Print every line of the records below exactly as it reads.
- Opening Delimiter -
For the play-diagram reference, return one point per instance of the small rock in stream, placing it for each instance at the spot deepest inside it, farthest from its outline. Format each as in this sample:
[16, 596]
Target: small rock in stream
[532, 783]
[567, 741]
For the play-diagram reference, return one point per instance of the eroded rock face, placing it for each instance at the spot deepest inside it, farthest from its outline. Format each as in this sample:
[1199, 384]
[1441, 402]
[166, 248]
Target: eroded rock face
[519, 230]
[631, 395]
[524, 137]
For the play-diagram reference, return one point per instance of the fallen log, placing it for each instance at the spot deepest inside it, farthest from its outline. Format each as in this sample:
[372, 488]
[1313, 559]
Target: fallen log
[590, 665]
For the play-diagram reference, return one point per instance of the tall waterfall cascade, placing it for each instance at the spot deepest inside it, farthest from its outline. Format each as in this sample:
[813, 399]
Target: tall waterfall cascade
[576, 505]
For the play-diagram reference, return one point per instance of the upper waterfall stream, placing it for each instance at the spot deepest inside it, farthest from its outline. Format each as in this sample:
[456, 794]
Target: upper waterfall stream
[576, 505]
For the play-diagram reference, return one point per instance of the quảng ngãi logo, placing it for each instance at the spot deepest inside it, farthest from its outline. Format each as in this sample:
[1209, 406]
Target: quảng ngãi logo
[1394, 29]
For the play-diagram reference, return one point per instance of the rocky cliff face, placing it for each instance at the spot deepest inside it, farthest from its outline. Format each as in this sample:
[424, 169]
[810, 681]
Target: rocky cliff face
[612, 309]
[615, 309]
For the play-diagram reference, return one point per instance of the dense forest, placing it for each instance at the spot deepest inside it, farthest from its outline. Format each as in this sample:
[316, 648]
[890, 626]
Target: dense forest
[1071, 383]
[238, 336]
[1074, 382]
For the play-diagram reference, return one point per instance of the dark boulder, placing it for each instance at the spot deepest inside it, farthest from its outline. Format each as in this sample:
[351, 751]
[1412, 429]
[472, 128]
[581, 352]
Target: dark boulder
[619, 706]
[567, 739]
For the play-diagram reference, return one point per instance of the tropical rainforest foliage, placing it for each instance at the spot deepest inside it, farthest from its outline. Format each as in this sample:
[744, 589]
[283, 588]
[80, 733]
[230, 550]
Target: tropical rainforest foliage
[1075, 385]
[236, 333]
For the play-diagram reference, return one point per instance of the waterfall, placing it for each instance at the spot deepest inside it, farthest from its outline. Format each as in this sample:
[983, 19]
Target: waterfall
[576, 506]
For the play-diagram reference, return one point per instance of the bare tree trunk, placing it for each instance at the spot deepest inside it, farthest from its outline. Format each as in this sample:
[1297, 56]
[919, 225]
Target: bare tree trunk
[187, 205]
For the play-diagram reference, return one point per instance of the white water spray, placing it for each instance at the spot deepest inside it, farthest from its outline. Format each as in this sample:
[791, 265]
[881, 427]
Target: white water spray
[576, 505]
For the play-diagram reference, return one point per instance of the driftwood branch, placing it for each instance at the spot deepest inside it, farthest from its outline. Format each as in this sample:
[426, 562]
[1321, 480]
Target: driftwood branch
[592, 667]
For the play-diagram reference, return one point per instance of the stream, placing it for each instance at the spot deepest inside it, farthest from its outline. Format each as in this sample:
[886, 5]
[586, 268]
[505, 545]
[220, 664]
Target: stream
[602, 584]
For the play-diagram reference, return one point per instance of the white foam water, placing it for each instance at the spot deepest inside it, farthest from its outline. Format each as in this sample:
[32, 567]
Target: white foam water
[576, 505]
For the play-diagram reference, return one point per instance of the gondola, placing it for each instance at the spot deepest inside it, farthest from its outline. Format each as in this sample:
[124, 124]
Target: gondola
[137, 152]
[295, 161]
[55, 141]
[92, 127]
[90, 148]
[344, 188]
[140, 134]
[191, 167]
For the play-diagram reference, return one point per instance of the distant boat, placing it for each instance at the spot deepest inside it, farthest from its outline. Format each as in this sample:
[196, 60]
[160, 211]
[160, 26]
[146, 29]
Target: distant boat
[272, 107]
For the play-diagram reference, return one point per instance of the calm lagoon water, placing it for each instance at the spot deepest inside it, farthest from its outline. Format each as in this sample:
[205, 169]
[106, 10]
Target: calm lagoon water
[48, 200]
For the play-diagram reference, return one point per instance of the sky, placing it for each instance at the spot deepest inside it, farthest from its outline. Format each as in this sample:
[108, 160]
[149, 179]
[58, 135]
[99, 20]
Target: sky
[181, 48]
- Closing Delimiter -
Solution for this problem.
For the play-diagram reference, return one point per instance of the small rock in stream, placing it for each instance at the spot deepest inside it, farthest from its outline. Format each as in this sample:
[16, 596]
Target: small rock in stream
[532, 783]
[567, 741]
For the play-diagram reference, return one point per instance of the eroded rock face, placing it for each instance at the spot deepest inside it, farthest from its outline. Format each as in this sample:
[1199, 384]
[1441, 402]
[166, 248]
Target: eroded rock face
[519, 230]
[631, 395]
[524, 137]
For the play-diagram reference, return one point per instance of the fallen log, placing it for each instance at the spot deepest inside it, farthest from its outline. Format each as in this sample:
[372, 488]
[1313, 559]
Target: fallen log
[590, 665]
For the play-diagram reference, return one point per instance of the tall waterfall cascade, placing it for each instance at the spot deepest inside it, farthest from its outline. Format each as in this sample:
[813, 399]
Target: tall waterfall cascade
[576, 505]
For the play-diagram reference, return one point per instance of the upper waterfall stream, placing it for each instance at the spot deepest inside it, farthest from its outline. Format each as in this sample:
[456, 794]
Target: upper waterfall stream
[576, 505]
For the play-diagram reference, return one point per instance of the quảng ngãi logo, placing it for each instance at the spot deepest inside it, farthest from its outline. Format each as in this sample:
[1209, 406]
Target: quảng ngãi logo
[1394, 29]
For the play-diagram reference, return one point per instance of the rocky cliff face, placing it for each instance at the spot deepest inside it, farthest from its outline. Format each as in this sample:
[424, 169]
[810, 681]
Target: rocky cliff face
[612, 309]
[615, 309]
For the play-diagram reference, return one point per instance of the dense forest, placing it for each instance at the spot deepest inside it, farthest from its outline. Format each as in this sample:
[316, 648]
[890, 626]
Target: dense forest
[1071, 383]
[238, 336]
[1074, 382]
For the play-diagram reference, return one point per instance of the dark boulder, placing it for each instance at the spot deepest inside it, farthest from its outline. Format each as in this sample:
[351, 751]
[1412, 429]
[472, 128]
[581, 352]
Target: dark boulder
[619, 706]
[567, 739]
For the play-diagram reference, return one point per instance of the tropical rainforest foliage, placing it for each instance at the spot deepest inside it, farthest from its outline. Format each as in this sample:
[744, 589]
[283, 588]
[80, 733]
[230, 550]
Target: tropical rainforest foliage
[1075, 385]
[236, 333]
For the play-diagram reference, return one point per instance of the waterfall, placing it for each instance at the spot deepest inside it, farthest from its outline. Format each as in this sample:
[983, 19]
Target: waterfall
[576, 506]
For the play-diagram reference, return one point per instance of the bare tree trunk, placing it for each instance at the spot deepest inside it, farthest from its outline. Format each as in this sample:
[1297, 56]
[919, 225]
Target: bare tree trunk
[187, 205]
For the play-diagram reference, return one point per instance of the white water spray, placing it for each instance at the spot deepest inside it, farthest from its outline. Format each as in this sample:
[791, 265]
[881, 427]
Target: white water spray
[576, 505]
For the play-diagram reference, return one point per instance of the driftwood branch, placing it for each instance at the spot deepest inside it, farthest from its outline. Format each as in this sample:
[426, 562]
[1321, 480]
Target: driftwood branch
[592, 667]
For the play-diagram reference, return one point per instance of the stream, placing it for each instance at the spot deepest inside it, farthest from its outline. Format each as in this sample:
[886, 5]
[586, 268]
[505, 545]
[220, 664]
Target: stream
[602, 584]
For the play-diagram reference, return one point per instance of the white foam water, placing it for each instance at the spot deepest inside it, farthest from its outline. Format each as in this sample:
[32, 567]
Target: white foam water
[576, 505]
For the play-diagram reference, return one point per instance of the gondola, placing it for each instance at the spot deepest inside it, farthest from its outline. Format each as in this sample:
[124, 124]
Target: gondola
[137, 152]
[295, 161]
[55, 141]
[92, 127]
[90, 148]
[344, 188]
[140, 134]
[191, 167]
For the play-diagram reference, return one point per instance of the distant boat, placing it for each instance at the spot deepest inside it, farthest from its outline. Format each as in this sample:
[196, 60]
[160, 211]
[160, 26]
[146, 29]
Target: distant boat
[272, 107]
For the play-diagram reference, return one point per instance of the calm lagoon water, placing it for each instance at the spot deepest inside it, farthest from its outline. Format each as in this sample:
[205, 169]
[106, 10]
Target: calm lagoon water
[48, 200]
For the play-diagram reference, return one point per instance of the sky, placing it for each instance at the spot deepest inside it, farthest from its outline. Format each as in this sample:
[108, 160]
[149, 179]
[58, 135]
[99, 20]
Target: sky
[181, 48]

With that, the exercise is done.